__Problem to solve__.
Among the entries below, find the lines with the word "light" and return them.

__Material for this task__.
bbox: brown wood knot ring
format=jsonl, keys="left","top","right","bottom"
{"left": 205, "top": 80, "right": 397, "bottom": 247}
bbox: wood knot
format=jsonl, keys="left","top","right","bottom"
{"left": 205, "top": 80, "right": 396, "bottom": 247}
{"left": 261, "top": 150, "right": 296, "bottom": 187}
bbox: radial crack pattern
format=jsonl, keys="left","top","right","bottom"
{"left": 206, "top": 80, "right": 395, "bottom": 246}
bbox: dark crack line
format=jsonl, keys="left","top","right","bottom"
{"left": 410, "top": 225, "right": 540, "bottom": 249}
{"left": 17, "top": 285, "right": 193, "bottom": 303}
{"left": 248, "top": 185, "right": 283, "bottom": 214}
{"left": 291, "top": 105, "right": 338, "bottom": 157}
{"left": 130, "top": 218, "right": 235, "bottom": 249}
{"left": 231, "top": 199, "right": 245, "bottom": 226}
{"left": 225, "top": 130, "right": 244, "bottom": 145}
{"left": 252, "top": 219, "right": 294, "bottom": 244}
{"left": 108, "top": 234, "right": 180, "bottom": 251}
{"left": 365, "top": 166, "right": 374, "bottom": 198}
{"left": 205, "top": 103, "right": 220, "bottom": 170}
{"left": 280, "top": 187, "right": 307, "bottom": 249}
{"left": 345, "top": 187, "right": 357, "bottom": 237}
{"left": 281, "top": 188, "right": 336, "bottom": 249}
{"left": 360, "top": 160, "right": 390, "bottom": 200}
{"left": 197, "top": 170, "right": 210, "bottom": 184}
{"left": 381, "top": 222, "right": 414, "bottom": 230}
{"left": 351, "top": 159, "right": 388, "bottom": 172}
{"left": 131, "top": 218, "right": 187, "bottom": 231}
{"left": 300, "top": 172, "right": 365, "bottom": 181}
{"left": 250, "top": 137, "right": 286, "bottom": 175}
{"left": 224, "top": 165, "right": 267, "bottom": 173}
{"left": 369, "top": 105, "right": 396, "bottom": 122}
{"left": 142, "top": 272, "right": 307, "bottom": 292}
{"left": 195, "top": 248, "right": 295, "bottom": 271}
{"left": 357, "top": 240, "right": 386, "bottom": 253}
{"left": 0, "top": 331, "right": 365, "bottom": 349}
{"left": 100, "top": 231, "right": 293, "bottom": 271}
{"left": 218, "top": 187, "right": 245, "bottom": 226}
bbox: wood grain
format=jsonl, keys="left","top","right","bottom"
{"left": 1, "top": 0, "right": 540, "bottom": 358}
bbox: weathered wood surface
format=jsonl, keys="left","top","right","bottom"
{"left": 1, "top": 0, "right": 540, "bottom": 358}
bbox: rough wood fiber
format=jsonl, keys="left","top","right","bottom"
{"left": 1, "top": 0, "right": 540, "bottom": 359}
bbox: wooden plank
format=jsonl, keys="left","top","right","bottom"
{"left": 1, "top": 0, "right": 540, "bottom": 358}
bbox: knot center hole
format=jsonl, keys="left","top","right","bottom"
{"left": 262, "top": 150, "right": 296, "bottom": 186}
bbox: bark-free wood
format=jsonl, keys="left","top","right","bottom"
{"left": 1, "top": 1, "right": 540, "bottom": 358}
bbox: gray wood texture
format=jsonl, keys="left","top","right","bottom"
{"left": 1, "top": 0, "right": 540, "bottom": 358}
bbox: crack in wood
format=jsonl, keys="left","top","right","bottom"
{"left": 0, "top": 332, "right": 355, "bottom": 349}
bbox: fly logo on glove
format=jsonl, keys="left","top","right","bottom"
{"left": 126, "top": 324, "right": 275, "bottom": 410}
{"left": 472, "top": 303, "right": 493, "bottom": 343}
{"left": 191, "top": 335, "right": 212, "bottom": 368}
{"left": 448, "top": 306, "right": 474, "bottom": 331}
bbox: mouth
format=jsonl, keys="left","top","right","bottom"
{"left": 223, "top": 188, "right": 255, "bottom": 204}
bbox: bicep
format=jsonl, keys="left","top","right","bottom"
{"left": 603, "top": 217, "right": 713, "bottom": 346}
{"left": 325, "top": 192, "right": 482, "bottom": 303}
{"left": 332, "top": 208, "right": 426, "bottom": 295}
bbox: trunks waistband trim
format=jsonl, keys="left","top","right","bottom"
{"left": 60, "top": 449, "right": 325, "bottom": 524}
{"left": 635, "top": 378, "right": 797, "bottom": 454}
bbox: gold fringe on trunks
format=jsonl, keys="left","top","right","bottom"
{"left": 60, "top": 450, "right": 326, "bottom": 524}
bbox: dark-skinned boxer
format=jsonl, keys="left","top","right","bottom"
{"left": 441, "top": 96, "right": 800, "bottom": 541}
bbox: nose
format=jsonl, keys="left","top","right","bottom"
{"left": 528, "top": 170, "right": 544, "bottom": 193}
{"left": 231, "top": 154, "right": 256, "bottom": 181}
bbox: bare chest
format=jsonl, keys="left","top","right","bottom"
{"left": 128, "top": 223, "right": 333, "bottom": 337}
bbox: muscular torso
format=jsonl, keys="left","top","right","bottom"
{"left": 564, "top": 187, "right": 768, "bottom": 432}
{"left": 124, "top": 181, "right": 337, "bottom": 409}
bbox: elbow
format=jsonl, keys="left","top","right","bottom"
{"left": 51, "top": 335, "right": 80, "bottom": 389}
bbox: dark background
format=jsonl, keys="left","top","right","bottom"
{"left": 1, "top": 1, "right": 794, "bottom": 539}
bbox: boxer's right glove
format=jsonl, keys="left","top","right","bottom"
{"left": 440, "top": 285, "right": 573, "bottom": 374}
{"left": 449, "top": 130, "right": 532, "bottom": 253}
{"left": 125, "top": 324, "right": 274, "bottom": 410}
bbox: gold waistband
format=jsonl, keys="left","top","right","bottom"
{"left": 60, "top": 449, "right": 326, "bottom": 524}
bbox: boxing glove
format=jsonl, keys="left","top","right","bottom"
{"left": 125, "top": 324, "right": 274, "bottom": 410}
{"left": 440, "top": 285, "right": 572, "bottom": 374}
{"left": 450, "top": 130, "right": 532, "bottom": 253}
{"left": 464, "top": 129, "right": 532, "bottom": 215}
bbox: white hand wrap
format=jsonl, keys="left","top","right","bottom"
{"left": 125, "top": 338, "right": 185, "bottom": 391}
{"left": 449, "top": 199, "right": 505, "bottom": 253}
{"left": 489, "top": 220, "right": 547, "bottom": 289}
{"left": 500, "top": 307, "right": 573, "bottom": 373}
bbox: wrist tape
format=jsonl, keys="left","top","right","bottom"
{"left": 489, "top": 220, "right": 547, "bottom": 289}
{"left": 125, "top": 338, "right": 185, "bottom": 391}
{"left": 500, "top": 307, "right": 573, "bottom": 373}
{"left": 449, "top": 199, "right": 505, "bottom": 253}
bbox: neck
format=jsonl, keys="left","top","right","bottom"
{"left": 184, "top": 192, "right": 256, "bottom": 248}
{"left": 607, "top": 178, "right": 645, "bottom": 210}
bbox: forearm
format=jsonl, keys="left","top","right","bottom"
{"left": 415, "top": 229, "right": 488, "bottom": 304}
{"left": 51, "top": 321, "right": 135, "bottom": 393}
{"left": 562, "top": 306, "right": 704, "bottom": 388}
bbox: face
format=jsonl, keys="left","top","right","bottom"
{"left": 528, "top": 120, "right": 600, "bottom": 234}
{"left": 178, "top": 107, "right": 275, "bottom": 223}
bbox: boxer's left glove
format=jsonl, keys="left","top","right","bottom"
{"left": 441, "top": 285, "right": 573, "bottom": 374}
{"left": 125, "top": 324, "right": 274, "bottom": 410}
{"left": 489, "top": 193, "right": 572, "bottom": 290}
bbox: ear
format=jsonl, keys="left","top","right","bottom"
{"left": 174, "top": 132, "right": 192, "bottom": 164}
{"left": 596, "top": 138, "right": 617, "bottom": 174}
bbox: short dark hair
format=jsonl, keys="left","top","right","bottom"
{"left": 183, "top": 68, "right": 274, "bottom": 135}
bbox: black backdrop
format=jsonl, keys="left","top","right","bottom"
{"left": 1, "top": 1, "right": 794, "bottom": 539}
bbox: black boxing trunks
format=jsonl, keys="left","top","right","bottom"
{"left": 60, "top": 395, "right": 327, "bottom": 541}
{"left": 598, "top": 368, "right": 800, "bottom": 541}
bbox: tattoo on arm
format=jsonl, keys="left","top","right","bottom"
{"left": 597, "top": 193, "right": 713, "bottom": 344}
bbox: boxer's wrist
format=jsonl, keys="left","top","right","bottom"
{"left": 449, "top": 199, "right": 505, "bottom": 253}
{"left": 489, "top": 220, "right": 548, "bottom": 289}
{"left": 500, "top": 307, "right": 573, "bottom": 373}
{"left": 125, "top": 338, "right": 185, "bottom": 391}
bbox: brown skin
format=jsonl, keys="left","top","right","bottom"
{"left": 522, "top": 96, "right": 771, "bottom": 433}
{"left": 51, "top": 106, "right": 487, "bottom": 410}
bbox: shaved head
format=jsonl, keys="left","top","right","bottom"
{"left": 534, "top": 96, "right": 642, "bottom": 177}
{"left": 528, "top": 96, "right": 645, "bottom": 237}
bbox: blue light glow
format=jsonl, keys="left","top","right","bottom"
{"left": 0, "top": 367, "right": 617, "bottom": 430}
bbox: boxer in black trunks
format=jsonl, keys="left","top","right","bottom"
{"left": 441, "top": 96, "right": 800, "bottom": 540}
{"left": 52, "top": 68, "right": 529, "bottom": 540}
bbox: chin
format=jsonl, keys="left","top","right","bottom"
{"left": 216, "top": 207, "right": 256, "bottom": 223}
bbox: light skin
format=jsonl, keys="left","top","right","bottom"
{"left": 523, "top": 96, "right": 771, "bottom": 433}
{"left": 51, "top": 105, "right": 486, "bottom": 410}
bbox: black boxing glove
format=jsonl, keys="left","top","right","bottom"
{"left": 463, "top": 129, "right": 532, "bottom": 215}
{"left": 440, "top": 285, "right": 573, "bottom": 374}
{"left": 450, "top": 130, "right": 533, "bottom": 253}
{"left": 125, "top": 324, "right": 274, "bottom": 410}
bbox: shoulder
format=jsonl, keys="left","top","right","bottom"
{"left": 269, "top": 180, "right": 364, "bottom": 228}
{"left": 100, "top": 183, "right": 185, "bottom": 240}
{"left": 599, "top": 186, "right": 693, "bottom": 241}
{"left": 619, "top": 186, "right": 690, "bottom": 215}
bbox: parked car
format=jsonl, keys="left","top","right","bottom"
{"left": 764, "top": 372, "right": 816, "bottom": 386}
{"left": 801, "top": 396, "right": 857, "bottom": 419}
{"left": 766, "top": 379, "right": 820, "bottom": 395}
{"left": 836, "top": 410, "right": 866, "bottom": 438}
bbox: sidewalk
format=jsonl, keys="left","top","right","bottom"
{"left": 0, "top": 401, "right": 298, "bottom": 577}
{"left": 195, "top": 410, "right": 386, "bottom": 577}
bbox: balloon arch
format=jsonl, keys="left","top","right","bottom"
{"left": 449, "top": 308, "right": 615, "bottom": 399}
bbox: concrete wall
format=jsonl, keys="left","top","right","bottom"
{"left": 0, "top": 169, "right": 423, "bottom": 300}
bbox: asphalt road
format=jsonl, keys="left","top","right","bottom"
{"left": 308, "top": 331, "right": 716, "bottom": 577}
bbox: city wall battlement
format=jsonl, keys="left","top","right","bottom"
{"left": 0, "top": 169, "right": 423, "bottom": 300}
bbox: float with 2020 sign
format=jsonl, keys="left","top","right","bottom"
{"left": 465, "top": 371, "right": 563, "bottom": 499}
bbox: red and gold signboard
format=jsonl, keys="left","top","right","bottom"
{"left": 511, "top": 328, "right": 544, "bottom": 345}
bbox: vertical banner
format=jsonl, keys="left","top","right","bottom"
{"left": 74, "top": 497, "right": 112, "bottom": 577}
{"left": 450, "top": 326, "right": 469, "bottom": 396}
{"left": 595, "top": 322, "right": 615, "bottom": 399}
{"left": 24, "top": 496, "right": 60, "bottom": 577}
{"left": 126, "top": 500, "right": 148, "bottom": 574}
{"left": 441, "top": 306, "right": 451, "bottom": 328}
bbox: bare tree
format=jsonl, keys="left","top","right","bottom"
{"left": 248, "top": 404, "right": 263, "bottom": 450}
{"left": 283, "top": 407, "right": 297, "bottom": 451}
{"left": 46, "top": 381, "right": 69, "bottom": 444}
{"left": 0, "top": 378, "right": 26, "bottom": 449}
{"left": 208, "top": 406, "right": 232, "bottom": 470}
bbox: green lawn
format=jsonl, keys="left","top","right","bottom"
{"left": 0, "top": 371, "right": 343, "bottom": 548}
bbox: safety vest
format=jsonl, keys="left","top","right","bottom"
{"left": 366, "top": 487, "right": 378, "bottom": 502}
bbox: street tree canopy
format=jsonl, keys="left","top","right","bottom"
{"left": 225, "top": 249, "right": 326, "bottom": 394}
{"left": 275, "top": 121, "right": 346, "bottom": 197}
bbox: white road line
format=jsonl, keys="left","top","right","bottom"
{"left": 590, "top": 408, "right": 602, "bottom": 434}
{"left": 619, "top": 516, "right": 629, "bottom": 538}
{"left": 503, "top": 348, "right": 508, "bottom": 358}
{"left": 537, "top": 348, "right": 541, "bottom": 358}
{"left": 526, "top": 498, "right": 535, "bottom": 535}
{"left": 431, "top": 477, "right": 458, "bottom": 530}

__Answer to the problem__.
bbox: blue light glow
bbox: light skin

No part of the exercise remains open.